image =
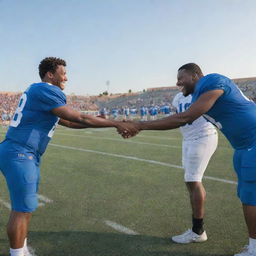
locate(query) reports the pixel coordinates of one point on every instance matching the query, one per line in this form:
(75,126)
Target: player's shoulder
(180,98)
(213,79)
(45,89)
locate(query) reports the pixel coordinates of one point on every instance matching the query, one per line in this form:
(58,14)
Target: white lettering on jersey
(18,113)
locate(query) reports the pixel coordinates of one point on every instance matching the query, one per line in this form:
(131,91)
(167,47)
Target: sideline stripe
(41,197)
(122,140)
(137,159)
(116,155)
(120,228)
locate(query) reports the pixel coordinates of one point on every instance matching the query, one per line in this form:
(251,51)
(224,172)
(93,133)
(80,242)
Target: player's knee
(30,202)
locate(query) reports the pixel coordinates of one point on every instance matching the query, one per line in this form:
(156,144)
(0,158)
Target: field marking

▬▬▬▬▬▬

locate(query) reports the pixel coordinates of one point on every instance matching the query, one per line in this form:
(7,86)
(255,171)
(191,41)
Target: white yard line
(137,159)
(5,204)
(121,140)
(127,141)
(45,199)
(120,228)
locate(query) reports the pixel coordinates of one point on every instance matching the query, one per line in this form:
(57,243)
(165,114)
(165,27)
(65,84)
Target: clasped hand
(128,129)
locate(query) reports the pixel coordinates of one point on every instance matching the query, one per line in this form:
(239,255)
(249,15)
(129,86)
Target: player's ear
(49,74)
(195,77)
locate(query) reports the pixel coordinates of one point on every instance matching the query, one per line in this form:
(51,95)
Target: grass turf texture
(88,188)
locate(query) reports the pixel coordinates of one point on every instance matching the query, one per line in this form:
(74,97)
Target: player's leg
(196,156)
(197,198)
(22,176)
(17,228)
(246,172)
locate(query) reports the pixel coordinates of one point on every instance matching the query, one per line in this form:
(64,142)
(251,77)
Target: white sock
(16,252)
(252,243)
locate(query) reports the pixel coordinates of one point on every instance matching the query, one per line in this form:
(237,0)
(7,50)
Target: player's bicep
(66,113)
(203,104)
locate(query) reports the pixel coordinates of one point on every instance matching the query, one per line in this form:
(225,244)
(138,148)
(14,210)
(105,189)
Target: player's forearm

▬▬▬▬▬▬

# [Exercise directions]
Your task is to restate, word for word, only those lines above that fall between the line holding "Target: player's shoulder" and the line holding "Target: field marking", inclusive.

# [Result below]
Target: player's shoulder
(180,98)
(213,79)
(45,89)
locate(query) reports the pixel coordinates of one point on every instance matching the query, one per line in this form:
(58,14)
Target: white lettering on jersey
(18,113)
locate(query) reports the pixel coordinates of one point on every instance matching the query, one per line in this form:
(131,91)
(167,47)
Target: sideline stripe
(41,197)
(122,140)
(137,159)
(116,155)
(120,228)
locate(query) reports the pixel coordinates of one point on every instance matching the query, one per line in this form:
(251,51)
(224,172)
(93,133)
(80,242)
Target: player's knee
(30,202)
locate(query) reports the pixel coordinates of one point on every instance matching the query, one per line in this form:
(156,144)
(0,158)
Target: field marking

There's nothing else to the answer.